原文节选:
NFS HA架构部署(NFS + Pacemaker + Corosync + DRBD)

环境：kvm虚拟机2台

OS：CentOS7.6

Kernel: Linux 3.10.0-957.21.3.el7.x86_64

IP地址主机名

192.9.200.25 centos7v6a 节点一

192.9.200.26 centos7v6b 节点二

两台服务器上都有一个大小相同的硬盘 /dev/vdb

1、安装DRBD（Distributed Replicated Block Device，分布式复制块设备）

从官方下载源码：

# curl -O https://www.linbit.com/downloads/drbd/9.0/drbd-9.0.18-1.tar.gz\\\

# curl -O https://www.linbit.com/downloads/drbd/utils/drbd-utils-9.10.0.tar.gz

解压，编译，安装

# tar drbd-utils-9.10.0.tar.gz

# cd drbd-utils-9.10.0/

# yum -y install flex po4a

# ./configure --prefix=/opt/drbd-utils --without-83support --without-84support --with-pacemaker --with-rgmanager --with-bashcompletion --with-initdir

# make && make install

# tar xf drbd-9.0.18-1.tar.gz

# cd drbd-9.0.18-1/

# yum -y install kernel-devel

# make KDIR=/usr/src/kernels/3.10.0-957.21.3.el7.x86_64

# make install

# modprobe drbd 加载drbd模块

# lsmod |grep drbd 加快模块是否加载

# echo drbd >/etc/modules-load.d/drbd.conf 开机加载此模块

2、配置

配置hosts 文件：

# cat /etc/hosts

127.0.0.1 localhost localhost.localdomain localhost4 localhost4.localdomain4

::1 localhost localhost.localdomain localhost6 localhost6.localdomain6

192.9.200.25 centos7v6a

192.9.200.26 centos7v6b

配置drbd.conf 文件：

# cd /opt/drbd-utils/etc

# ls

bash_completion.d drbd.conf drbd.d xen

# cat drbd.conf

# You can find an example in /usr/share/doc/drbd.../drbd.conf.example

include "drbd.d/global_common.conf";

include "drbd.d/*.res";

# cat global_common.conf

global {

usage-count no;

}

common {

startup {

wfc-timeout 120;

degr-wfc-timeout 120;

}

disk {

resync-rate 10M;

}

net {

protocol C;

timeout 60;

connect-int 10;

ping-int 10;

}

# cat r0.res

resource r0 {

on centos7v6a {

device /dev/drbd1;

disk /dev/vdb1;

address 192.9.200.25:7789;

meta-disk internal;

}

on centos7v6b {

device /dev/drbd1;

disk /dev/vdb1;

address 192.9.200.26:7789;

meta-disk internal;

}

防火墙设置：

firewall-cmd --permanent --add-port=7789/tcp

firewall-cmd --reload

节点一，节点二都做同样配置。

题目详情: 请指出，NFS高可用部署节选中的防火墙设置放行了哪个端口？ 作答时用不到后面的材料。

所列材料:
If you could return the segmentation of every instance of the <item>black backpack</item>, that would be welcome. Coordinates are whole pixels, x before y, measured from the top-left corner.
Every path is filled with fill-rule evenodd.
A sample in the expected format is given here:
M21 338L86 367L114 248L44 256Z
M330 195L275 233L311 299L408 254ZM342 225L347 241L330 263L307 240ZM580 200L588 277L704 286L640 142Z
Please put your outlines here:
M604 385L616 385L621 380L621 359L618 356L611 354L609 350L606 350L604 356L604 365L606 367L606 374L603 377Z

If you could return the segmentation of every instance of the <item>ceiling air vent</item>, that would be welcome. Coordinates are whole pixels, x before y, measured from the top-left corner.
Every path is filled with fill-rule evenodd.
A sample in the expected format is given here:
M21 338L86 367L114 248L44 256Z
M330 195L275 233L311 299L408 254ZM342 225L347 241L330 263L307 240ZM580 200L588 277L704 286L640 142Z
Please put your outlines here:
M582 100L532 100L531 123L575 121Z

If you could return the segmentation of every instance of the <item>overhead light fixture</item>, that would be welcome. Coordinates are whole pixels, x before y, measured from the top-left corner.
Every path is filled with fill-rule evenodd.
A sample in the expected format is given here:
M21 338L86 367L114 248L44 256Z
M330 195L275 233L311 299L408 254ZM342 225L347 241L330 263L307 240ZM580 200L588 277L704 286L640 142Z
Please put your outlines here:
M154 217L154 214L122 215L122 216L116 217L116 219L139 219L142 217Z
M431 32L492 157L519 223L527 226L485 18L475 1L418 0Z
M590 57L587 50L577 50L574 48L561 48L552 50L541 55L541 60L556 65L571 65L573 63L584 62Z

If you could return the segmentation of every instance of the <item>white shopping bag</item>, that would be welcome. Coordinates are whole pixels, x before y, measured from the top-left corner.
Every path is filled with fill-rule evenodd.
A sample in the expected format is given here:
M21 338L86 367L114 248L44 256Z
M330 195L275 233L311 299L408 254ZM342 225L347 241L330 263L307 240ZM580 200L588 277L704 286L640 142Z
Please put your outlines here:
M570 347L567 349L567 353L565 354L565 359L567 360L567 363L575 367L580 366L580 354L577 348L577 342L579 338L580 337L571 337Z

本题作答: 7789/tcp